— Begin RECORDS SHOWN —
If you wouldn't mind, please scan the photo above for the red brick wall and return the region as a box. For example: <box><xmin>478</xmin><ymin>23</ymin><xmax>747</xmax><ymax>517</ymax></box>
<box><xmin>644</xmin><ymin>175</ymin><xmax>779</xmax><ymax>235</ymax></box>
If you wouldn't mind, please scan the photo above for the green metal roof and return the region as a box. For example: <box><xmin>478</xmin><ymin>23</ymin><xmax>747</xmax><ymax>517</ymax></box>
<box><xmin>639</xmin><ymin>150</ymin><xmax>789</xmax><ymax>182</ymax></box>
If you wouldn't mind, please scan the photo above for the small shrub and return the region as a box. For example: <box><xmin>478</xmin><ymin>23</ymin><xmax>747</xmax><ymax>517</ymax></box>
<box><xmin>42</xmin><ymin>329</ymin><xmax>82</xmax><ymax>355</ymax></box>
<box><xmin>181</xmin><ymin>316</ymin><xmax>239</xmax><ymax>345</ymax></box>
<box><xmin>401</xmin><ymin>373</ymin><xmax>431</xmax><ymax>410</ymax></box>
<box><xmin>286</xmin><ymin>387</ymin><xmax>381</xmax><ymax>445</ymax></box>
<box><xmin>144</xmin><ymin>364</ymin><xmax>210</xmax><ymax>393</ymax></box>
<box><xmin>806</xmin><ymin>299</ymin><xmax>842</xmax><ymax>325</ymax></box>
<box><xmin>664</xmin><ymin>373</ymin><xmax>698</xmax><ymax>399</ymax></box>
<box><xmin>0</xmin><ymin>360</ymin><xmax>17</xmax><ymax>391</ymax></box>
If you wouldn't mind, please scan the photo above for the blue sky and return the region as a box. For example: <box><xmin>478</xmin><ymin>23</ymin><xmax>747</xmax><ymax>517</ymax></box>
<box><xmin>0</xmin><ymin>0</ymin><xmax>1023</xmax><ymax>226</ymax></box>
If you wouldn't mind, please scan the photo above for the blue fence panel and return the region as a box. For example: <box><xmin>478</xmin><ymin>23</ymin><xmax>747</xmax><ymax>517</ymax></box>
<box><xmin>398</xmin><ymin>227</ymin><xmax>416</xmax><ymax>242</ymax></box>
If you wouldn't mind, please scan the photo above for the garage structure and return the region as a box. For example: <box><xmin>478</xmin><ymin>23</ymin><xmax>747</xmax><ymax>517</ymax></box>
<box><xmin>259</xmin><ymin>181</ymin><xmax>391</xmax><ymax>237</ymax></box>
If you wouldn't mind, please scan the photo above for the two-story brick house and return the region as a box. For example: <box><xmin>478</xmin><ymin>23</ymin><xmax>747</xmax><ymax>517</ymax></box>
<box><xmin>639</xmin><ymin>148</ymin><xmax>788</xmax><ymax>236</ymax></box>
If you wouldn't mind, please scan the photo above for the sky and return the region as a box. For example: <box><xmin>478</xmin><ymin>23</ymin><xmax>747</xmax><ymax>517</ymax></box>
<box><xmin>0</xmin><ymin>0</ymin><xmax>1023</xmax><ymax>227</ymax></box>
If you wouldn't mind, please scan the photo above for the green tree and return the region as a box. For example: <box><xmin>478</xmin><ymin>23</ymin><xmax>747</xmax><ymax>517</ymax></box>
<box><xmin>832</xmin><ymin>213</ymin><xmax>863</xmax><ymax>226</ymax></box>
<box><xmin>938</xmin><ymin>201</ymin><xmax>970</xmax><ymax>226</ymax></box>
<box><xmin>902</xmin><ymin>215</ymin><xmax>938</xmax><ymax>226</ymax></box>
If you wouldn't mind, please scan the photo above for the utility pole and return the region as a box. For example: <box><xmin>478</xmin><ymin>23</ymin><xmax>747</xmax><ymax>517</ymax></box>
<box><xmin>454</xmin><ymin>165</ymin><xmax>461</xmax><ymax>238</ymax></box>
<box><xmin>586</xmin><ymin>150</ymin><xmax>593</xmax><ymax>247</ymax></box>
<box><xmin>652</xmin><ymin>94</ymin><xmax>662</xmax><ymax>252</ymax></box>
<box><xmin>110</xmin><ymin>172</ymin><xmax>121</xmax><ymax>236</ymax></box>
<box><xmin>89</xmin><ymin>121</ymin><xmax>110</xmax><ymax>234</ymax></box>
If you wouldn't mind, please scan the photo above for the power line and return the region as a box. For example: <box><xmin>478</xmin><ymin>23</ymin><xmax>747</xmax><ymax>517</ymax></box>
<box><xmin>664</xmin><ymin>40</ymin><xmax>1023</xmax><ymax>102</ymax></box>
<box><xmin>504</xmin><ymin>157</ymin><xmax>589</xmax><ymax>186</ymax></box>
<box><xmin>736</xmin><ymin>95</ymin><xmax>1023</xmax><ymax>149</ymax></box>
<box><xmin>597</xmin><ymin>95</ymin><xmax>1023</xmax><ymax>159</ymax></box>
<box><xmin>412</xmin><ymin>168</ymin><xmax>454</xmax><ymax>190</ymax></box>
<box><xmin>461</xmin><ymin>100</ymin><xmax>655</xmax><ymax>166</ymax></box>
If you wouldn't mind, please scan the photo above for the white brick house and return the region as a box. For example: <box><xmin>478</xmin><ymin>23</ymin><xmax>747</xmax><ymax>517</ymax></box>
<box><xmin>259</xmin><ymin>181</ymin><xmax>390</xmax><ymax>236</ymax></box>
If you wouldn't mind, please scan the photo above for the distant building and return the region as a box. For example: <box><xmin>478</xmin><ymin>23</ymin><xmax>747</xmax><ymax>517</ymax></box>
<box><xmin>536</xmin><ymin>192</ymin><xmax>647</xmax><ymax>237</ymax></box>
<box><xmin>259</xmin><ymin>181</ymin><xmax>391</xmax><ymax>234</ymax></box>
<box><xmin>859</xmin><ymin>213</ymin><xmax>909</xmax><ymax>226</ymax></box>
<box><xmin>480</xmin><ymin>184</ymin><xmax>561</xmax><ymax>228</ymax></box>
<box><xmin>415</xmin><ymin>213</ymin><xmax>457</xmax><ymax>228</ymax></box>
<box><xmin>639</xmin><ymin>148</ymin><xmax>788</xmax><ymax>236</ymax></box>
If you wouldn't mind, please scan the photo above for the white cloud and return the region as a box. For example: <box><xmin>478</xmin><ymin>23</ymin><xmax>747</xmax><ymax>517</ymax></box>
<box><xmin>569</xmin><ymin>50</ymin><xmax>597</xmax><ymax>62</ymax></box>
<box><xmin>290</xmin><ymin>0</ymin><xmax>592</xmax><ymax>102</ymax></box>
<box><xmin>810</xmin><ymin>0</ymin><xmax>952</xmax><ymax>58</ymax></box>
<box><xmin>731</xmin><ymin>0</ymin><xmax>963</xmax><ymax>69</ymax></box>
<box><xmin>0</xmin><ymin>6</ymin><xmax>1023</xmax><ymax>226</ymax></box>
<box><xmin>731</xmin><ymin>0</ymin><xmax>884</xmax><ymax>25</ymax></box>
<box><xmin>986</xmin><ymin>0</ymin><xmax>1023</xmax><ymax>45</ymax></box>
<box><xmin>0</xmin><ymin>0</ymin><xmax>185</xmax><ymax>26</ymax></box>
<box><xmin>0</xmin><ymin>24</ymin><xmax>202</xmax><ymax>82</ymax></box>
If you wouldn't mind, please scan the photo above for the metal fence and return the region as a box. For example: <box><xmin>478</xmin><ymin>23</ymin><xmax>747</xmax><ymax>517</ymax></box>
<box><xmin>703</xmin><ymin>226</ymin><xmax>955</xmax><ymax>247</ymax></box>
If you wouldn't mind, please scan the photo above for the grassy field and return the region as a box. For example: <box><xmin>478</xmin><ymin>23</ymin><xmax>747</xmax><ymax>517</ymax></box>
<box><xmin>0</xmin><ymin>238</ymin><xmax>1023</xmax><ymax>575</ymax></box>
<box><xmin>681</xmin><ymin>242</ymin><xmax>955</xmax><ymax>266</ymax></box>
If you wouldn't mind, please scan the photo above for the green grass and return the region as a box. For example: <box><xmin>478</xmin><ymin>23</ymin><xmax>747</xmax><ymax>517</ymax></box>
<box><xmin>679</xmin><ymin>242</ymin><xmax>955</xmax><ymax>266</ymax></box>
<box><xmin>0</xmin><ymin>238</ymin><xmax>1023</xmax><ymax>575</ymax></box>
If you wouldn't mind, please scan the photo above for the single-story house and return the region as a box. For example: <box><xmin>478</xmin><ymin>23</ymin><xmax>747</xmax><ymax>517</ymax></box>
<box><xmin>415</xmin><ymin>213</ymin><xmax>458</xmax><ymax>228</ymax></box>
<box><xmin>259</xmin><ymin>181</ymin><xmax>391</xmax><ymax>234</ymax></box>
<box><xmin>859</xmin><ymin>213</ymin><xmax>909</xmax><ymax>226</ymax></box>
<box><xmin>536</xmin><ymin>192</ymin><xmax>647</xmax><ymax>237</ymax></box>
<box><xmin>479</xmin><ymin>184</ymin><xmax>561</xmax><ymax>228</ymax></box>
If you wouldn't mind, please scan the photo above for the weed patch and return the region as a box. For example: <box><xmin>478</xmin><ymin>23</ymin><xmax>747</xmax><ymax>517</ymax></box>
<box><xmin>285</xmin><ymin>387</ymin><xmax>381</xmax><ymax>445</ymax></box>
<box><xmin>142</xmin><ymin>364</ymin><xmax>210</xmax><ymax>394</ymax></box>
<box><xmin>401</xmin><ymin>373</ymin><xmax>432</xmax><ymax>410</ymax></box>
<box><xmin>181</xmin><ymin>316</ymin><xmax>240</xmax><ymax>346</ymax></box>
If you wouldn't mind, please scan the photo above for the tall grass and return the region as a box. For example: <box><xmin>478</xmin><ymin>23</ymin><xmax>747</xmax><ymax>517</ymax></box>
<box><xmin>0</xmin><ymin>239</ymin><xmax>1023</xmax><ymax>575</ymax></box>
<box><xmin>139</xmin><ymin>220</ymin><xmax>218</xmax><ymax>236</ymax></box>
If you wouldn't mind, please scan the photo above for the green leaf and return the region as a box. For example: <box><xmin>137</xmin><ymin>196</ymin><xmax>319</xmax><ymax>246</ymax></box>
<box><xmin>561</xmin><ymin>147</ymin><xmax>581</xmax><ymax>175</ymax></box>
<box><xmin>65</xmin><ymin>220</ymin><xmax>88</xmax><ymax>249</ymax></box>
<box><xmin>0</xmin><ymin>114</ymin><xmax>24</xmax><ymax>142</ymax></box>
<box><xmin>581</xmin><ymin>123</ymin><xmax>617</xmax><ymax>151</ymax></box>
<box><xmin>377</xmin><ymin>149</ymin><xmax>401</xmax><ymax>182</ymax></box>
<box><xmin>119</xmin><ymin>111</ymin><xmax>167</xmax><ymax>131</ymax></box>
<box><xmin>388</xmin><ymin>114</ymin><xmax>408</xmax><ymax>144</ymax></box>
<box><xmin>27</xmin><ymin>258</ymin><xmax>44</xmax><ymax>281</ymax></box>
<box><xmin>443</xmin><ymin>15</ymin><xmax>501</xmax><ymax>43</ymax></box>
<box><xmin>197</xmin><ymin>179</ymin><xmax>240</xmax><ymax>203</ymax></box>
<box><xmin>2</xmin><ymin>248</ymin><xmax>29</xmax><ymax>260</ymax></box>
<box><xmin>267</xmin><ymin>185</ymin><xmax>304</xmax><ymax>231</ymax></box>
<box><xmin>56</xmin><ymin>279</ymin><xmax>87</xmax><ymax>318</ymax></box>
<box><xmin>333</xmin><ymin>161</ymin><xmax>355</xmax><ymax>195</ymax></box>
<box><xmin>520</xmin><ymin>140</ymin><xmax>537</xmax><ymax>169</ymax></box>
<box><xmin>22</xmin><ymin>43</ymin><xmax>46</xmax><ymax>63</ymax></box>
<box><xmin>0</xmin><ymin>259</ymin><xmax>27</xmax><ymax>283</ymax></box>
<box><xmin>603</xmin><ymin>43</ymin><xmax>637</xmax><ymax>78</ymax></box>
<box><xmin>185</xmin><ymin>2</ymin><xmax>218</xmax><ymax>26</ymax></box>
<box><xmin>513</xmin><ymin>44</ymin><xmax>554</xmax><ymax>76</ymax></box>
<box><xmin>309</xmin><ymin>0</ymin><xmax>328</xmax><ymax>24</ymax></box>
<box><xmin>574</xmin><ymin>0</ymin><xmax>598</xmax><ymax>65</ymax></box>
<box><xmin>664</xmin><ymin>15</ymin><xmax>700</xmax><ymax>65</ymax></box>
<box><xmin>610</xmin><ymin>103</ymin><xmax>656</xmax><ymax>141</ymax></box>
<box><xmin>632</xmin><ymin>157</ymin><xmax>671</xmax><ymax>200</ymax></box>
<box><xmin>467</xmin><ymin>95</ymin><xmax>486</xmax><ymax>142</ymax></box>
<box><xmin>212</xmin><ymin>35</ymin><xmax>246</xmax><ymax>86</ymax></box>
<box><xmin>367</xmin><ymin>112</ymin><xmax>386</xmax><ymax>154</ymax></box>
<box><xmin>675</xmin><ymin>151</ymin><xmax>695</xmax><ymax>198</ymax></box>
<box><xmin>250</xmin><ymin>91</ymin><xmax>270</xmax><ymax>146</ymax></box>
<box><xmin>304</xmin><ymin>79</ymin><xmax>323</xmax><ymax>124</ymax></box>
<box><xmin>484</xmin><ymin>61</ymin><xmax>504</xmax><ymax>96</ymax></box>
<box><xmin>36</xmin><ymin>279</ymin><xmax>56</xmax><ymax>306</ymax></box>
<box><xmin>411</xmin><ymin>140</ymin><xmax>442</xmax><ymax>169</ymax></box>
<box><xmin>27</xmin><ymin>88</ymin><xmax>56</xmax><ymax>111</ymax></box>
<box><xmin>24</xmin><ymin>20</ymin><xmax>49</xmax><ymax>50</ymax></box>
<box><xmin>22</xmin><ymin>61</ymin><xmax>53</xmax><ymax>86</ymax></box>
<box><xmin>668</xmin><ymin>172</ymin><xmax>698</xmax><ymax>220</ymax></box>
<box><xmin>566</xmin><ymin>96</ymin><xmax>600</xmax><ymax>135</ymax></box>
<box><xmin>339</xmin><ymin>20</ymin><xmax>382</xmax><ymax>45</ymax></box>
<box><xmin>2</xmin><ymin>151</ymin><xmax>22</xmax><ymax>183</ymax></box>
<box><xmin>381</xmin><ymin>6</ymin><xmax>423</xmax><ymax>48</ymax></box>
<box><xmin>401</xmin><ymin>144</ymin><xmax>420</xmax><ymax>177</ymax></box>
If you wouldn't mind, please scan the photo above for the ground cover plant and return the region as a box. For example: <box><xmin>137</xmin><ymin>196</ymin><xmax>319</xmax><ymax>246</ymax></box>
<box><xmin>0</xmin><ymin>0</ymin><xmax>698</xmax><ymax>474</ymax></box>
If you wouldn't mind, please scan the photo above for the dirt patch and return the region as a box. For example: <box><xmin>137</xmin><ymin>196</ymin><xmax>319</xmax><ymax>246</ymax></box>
— End RECORDS SHOWN —
**WHAT IS NEEDED**
Retype the lines starting with the one containing "for the ground" and continuing through the last line of the records, including both.

**RESPONSE FOR THIS EXERCISE**
If you wouldn't mind, please scan the photo above for the ground cover plant and return the region as a box. For example: <box><xmin>137</xmin><ymin>196</ymin><xmax>319</xmax><ymax>246</ymax></box>
<box><xmin>0</xmin><ymin>0</ymin><xmax>698</xmax><ymax>474</ymax></box>
If you wouldn't mind, please scan the photo above for the dirt patch and return the region as a box. For example: <box><xmin>137</xmin><ymin>196</ymin><xmax>319</xmax><ymax>246</ymax></box>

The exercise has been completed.